**TEXT PROVIDED**
-- Begin --
Didier Kryn said on Mon, 13 Mar 2023 10:51:06 +0100
>Le 13/03/2023 à 03:47, Steve Litt a écrit :
>> swapoff -a
>>
>> The preceding prevents swapping from changing any disk content...
>>
>> umount -r -a -t nosysfs,noproc,nodevtmpfs,notmpfs
>>
>> The preceding recursively unmounts all disk filesystems (as opposed
>> to /sys, /proc, etc.)
>>
>> mount -o remount,ro /
>>
>> The preceding remounts the root partition as read-only, so further
>> changes cannot be made to it, but its executables can still be used
>> to perform the final shutdown tasks. Note that if /usr is a separate
>> partition and there's no /sbin, those executables won't be available.
>> You'll need to do some fancy copying before the mass unmount. Oh,
>> Lennart!
>>
>> sync
>>
>> The preceding confuses me a little because my first instinct would be
>> that sync wouldn't work on a read-only filesystem, because what sync
>> does is write cached disk writes to disk. A quick web search yielded
>> nothing on this subject. But perhaps sync *does* work on readonly
>> filesystems. If that's the case, leaving out the sync would leave
>> cached writes and perhaps would trigger a journal recovery on the
>> next reboot. So if you haven't yet, but a sync command after you've
>> unmounted all disk partitions and set the root partition read-only.
-- End --
Transcribe the shutdown-sequence text verbatim between "Didier Kryn said" and "any disk content...", inclusive.

**EXTRACTED ENTRIES**
-- Begin --
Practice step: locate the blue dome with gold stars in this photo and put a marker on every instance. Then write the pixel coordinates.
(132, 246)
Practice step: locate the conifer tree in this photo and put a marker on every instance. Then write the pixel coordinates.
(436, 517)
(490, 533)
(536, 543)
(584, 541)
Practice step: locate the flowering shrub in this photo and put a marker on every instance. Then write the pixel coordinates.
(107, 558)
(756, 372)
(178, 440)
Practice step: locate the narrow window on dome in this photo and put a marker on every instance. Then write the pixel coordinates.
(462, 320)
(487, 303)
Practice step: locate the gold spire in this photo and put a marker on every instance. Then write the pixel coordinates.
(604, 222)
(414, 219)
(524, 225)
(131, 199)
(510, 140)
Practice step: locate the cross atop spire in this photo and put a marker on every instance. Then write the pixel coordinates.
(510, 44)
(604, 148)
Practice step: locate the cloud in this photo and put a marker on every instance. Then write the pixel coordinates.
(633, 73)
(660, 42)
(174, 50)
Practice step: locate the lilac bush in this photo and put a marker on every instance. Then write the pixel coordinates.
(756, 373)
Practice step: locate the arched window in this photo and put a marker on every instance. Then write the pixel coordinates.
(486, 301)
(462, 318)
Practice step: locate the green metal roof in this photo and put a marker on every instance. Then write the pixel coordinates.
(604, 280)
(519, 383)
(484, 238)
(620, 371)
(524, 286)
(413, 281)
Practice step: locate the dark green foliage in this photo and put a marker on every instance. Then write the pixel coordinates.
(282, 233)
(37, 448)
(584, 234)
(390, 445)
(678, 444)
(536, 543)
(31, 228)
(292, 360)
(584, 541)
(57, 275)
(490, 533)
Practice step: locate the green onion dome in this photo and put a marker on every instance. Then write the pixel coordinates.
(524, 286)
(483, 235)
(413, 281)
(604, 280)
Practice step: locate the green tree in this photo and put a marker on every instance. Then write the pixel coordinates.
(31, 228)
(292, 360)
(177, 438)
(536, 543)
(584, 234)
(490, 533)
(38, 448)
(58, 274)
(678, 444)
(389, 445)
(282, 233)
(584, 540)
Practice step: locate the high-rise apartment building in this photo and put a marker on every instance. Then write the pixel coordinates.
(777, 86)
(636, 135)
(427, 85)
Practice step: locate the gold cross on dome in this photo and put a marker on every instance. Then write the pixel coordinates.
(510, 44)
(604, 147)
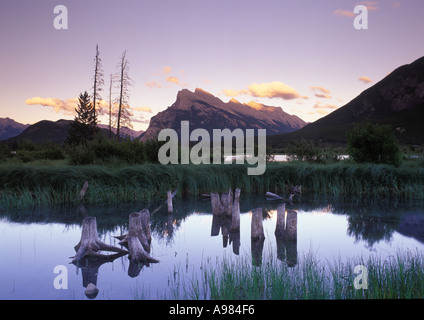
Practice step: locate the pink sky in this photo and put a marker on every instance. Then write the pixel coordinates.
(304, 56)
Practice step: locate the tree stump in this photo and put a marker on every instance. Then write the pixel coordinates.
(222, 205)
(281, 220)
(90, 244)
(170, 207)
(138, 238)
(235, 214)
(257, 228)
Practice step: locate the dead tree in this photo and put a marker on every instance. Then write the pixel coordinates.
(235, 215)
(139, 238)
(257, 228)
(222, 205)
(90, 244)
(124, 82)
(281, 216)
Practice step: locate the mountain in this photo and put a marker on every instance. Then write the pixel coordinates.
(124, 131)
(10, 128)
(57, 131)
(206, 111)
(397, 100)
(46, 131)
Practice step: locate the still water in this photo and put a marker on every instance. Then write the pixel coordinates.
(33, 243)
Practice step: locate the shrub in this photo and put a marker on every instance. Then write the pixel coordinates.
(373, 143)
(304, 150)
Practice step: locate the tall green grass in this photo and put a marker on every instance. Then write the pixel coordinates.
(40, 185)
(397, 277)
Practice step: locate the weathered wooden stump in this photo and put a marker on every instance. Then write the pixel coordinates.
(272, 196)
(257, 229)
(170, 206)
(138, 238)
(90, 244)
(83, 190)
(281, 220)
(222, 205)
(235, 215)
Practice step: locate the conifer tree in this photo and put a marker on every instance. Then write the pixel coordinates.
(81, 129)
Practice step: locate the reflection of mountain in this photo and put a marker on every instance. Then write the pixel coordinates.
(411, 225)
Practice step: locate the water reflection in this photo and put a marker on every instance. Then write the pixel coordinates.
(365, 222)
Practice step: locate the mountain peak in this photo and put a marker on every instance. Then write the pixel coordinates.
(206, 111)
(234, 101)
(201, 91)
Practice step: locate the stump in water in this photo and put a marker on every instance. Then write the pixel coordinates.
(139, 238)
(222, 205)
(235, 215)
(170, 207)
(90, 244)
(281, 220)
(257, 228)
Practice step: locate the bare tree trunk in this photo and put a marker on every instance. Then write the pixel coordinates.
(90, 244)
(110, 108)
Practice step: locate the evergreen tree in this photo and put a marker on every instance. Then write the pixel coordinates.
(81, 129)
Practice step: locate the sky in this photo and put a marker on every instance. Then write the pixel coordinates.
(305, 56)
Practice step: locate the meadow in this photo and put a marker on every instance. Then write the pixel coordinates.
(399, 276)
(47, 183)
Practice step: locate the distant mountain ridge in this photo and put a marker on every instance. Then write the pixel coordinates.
-- End --
-- Begin --
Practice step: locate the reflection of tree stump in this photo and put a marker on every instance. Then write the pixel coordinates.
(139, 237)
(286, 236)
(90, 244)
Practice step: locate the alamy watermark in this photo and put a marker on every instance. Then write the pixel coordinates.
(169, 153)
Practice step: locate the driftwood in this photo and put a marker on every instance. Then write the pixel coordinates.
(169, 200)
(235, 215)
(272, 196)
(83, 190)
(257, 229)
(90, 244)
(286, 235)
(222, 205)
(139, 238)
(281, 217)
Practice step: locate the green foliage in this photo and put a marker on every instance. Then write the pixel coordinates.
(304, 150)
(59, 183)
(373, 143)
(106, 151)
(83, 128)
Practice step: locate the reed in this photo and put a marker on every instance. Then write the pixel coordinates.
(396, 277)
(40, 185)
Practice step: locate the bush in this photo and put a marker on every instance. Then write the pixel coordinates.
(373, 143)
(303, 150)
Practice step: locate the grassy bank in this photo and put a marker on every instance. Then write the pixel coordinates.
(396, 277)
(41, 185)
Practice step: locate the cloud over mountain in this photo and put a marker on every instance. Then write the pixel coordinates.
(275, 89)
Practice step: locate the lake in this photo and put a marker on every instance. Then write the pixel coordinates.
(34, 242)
-- End --
-- Begin --
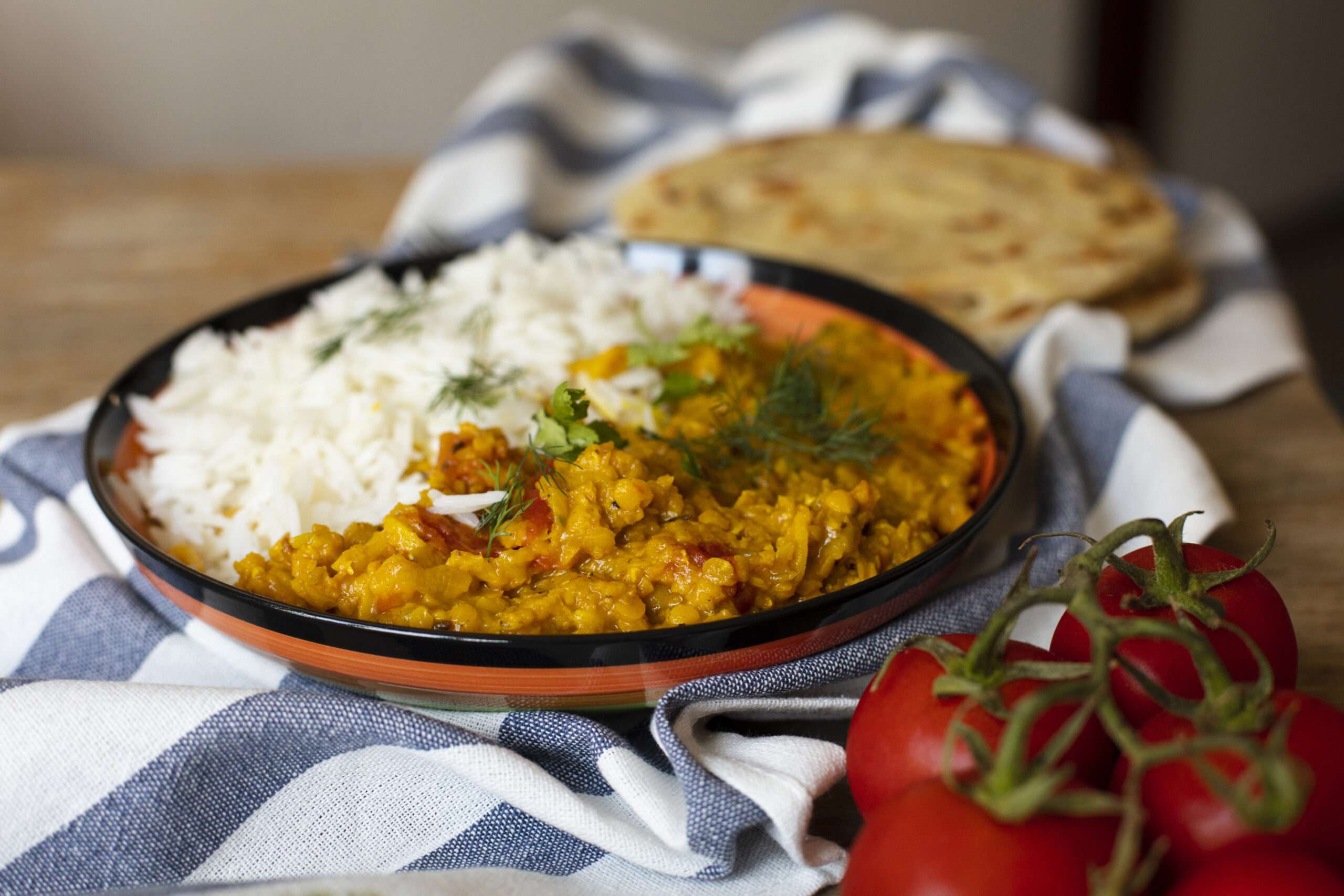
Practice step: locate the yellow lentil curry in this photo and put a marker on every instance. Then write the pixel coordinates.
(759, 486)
-- End --
**COMPLETE ANSWER**
Didier Kryn said on Mon, 13 Mar 2023 10:51:06 +0100
>Le 13/03/2023 à 03:47, Steve Litt a écrit :
>> swapoff -a
>>
>> The preceding prevents swapping from changing any disk content...